• **Task directions**:
Count how many lines below include the word "clicks". Answer with a number only.
═════ Data under study
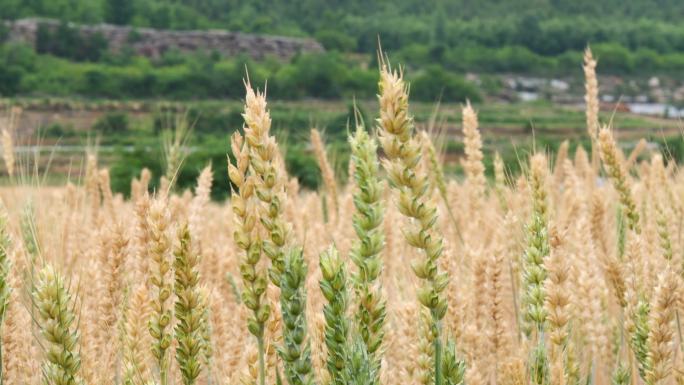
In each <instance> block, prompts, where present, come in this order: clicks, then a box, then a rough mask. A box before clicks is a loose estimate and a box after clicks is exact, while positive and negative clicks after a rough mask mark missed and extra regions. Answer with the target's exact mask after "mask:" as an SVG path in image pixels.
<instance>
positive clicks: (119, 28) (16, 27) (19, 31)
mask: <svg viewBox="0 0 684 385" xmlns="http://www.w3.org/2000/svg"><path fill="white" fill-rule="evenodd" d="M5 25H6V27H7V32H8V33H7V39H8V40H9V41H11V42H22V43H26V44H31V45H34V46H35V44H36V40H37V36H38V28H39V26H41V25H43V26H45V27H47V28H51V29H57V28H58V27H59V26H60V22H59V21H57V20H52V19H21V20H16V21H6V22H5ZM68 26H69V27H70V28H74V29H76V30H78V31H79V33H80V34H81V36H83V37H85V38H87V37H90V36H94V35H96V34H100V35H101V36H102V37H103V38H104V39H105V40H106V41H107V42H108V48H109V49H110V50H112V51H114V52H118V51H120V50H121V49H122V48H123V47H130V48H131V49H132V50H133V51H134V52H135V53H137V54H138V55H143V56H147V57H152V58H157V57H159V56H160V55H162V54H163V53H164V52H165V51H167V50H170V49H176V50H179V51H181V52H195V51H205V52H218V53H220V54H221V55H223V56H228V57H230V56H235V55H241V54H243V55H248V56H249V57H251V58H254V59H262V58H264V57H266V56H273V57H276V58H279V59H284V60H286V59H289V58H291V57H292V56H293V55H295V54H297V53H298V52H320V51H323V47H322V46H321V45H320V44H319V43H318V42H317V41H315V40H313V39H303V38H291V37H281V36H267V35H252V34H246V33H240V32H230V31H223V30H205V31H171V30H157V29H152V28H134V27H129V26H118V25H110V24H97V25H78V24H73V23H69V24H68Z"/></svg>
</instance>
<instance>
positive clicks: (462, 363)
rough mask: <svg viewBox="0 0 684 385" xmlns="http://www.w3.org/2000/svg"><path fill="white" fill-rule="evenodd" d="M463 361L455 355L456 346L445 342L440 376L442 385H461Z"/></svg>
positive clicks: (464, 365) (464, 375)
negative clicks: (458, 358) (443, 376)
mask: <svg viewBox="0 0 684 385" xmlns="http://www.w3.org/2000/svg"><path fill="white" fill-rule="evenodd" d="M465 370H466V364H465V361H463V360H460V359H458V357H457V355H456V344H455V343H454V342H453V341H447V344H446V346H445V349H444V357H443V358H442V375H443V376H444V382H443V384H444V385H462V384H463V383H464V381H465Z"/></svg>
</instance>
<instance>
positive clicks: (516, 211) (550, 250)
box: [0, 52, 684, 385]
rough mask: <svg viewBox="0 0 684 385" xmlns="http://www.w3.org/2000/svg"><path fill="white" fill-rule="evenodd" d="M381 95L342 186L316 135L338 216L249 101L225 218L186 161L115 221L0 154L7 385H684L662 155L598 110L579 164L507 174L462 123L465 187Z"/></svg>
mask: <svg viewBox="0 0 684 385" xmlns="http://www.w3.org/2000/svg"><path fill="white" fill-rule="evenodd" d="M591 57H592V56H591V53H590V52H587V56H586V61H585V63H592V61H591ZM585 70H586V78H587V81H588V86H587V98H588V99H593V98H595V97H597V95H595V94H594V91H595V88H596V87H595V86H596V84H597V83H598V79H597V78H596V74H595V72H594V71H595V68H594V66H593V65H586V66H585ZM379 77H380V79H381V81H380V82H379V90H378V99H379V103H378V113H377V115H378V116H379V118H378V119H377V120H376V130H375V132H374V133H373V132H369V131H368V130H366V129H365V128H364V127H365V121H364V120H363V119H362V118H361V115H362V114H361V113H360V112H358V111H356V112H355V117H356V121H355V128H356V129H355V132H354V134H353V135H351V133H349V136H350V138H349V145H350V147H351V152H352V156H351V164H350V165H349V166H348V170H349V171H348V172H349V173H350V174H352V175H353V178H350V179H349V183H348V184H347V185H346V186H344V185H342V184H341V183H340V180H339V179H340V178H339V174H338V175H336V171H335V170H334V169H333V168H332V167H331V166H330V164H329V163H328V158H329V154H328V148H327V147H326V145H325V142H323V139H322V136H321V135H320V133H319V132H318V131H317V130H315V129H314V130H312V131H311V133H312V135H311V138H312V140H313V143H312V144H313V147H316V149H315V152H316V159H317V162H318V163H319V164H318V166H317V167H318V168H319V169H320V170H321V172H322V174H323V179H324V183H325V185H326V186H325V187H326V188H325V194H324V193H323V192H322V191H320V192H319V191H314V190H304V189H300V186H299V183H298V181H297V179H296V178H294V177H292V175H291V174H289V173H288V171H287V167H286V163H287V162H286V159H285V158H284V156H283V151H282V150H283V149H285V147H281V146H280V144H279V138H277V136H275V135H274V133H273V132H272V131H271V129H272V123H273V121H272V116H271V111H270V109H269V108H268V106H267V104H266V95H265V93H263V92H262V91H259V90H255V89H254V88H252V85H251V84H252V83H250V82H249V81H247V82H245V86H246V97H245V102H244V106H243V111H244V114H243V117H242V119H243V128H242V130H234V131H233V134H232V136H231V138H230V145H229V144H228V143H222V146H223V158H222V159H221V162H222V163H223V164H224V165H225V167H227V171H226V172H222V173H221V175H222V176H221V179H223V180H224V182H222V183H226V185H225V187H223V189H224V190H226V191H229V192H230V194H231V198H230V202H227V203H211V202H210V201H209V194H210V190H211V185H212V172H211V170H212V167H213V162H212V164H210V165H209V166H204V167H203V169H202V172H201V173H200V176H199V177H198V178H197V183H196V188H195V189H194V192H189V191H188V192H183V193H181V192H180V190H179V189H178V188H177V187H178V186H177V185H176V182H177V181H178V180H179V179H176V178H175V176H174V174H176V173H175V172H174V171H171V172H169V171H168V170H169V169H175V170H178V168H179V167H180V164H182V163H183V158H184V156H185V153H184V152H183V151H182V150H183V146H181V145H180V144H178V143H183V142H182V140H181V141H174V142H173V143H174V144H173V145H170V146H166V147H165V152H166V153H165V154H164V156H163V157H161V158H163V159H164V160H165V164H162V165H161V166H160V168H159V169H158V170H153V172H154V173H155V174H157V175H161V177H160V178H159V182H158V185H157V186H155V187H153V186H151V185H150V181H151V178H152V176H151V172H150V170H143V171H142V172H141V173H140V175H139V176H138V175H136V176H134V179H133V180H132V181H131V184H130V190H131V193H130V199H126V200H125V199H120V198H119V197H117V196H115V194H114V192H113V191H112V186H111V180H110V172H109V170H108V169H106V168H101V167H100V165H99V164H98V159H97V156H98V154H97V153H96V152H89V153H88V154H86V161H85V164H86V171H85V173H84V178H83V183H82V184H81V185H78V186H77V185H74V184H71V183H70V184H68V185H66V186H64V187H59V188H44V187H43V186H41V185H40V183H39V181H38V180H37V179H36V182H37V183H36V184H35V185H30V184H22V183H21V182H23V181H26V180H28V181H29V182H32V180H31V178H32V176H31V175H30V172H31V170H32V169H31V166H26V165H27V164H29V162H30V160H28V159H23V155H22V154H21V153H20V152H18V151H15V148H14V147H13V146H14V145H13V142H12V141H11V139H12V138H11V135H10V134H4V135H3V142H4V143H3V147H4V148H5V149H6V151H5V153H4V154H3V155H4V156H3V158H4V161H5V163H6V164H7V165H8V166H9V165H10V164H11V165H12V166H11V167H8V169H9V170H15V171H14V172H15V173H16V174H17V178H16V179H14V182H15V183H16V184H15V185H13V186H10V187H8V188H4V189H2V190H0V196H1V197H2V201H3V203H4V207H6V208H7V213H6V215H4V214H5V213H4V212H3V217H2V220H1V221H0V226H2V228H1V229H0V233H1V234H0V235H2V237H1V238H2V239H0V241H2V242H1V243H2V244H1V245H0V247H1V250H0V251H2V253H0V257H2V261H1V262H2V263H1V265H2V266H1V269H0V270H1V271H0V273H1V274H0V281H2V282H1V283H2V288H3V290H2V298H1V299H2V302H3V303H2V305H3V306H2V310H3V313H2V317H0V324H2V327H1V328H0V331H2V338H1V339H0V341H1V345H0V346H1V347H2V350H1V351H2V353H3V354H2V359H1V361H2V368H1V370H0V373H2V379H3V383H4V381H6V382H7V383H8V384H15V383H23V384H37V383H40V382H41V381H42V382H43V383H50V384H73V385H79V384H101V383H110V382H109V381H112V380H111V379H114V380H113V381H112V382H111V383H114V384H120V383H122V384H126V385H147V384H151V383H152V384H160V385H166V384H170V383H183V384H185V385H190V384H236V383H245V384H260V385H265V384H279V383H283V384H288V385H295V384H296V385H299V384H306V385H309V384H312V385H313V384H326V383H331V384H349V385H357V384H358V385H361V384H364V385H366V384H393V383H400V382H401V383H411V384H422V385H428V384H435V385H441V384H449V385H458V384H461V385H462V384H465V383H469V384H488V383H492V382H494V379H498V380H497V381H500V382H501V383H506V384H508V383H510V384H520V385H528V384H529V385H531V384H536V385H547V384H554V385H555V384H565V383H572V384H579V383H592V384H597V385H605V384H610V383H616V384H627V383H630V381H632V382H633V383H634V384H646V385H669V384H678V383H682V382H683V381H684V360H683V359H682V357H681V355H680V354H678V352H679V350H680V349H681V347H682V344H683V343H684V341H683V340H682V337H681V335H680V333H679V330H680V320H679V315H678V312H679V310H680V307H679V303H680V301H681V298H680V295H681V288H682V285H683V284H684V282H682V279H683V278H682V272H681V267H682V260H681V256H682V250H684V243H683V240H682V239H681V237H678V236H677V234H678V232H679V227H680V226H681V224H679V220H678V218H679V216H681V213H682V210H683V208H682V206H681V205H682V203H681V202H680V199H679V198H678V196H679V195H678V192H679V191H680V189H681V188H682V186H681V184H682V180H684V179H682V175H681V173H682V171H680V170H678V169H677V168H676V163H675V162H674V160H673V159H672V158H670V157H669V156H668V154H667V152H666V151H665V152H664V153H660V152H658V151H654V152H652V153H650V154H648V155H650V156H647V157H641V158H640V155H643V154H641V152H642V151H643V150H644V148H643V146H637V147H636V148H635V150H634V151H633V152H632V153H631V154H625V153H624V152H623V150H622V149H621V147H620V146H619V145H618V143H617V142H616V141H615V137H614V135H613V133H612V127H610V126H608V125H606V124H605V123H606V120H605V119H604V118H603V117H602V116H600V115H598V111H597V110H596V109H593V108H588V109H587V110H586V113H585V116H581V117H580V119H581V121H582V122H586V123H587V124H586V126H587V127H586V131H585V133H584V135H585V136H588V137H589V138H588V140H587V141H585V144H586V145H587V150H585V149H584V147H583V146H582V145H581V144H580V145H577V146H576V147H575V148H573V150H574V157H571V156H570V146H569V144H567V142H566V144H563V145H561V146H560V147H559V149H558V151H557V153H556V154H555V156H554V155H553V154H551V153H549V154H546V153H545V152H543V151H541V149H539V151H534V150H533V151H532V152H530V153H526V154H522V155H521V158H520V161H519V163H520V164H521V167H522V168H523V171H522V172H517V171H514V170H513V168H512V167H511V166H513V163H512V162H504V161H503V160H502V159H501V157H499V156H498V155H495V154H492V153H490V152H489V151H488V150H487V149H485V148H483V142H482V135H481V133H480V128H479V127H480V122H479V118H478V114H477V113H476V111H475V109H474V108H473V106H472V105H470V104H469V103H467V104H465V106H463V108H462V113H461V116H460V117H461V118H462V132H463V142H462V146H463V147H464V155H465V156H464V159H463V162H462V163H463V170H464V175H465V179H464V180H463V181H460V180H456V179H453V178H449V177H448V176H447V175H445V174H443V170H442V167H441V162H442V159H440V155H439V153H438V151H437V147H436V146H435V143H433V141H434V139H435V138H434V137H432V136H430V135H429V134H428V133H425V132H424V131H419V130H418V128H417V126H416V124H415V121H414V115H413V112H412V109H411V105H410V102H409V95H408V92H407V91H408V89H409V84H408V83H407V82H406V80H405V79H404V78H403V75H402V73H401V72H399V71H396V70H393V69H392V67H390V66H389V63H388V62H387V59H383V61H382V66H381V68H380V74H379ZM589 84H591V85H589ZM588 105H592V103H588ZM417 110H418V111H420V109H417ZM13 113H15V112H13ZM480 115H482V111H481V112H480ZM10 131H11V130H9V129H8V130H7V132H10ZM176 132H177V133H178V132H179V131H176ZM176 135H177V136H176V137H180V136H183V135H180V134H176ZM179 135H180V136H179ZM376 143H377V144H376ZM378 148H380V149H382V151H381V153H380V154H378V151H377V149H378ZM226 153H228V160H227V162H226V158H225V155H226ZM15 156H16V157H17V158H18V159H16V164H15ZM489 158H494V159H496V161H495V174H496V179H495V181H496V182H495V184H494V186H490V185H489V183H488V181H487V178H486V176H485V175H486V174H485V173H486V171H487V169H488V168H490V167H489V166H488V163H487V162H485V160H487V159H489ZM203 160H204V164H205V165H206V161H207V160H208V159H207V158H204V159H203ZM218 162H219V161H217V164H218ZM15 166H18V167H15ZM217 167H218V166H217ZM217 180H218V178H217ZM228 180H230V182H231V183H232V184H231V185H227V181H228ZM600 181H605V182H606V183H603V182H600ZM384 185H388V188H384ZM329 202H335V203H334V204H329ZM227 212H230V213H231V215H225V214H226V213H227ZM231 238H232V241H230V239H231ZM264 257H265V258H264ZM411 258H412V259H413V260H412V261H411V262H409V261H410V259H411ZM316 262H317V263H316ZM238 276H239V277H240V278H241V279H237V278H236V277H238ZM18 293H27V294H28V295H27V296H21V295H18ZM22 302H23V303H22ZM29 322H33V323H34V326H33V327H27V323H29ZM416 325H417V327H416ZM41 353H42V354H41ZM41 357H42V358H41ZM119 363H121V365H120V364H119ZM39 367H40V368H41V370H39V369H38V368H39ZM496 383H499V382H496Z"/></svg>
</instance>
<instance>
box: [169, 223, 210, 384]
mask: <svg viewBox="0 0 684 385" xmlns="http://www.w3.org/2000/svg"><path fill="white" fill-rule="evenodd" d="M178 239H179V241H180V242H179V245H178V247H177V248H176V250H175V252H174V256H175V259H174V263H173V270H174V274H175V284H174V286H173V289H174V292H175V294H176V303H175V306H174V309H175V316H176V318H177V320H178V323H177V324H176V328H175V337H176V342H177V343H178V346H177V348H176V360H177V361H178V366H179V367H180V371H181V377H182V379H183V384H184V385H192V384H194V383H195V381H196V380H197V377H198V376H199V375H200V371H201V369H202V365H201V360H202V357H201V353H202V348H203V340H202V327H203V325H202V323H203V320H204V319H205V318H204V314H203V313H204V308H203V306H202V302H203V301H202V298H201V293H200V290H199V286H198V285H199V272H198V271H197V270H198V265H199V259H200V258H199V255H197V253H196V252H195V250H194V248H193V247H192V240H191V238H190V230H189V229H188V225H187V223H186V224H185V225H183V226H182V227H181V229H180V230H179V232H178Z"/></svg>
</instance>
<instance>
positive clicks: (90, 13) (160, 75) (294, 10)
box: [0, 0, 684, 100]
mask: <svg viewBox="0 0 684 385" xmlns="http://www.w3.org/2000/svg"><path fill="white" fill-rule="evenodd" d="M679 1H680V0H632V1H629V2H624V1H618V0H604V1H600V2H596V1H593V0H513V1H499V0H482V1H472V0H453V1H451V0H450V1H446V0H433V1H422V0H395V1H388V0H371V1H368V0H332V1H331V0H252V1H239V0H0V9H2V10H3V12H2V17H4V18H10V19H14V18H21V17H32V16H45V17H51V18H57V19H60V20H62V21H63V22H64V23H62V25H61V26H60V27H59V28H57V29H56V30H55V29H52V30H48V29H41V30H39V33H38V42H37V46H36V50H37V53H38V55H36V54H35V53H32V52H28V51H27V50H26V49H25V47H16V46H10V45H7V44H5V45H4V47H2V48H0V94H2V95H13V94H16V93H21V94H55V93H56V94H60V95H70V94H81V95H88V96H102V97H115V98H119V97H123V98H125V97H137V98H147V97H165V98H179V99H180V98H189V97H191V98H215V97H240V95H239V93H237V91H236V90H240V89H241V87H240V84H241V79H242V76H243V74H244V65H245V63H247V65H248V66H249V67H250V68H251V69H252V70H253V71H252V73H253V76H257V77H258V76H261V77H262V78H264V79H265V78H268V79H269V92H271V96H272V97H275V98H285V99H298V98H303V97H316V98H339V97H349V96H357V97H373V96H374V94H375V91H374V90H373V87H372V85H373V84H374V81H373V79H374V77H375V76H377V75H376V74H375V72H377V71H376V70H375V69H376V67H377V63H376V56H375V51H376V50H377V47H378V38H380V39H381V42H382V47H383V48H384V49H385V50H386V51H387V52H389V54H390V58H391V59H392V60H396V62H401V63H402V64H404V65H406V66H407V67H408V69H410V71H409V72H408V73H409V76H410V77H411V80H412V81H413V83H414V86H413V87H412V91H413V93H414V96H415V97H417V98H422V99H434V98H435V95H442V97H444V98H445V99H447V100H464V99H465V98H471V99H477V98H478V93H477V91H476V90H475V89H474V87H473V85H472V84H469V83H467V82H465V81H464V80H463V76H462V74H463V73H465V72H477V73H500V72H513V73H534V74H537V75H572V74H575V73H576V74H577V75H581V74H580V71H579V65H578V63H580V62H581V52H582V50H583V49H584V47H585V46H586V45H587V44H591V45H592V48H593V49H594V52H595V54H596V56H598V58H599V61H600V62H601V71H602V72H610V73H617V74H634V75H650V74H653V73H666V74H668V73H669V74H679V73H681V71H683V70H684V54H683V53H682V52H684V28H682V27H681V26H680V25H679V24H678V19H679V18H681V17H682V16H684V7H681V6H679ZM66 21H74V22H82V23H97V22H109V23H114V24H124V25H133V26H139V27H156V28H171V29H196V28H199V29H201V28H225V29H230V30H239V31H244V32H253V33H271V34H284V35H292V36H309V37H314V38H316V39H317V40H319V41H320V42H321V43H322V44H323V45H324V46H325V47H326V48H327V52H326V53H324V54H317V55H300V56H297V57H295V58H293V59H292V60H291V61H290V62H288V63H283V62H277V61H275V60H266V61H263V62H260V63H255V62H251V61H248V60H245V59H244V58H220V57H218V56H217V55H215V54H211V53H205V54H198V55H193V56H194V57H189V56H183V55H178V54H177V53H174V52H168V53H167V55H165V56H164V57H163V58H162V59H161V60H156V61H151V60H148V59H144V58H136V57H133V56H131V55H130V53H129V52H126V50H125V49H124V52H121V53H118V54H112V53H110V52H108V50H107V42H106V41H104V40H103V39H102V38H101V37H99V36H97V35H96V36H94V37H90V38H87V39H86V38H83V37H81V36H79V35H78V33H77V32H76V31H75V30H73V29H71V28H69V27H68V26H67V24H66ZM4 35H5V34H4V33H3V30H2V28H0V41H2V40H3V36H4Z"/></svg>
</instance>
══════════
• **Result for this task**:
7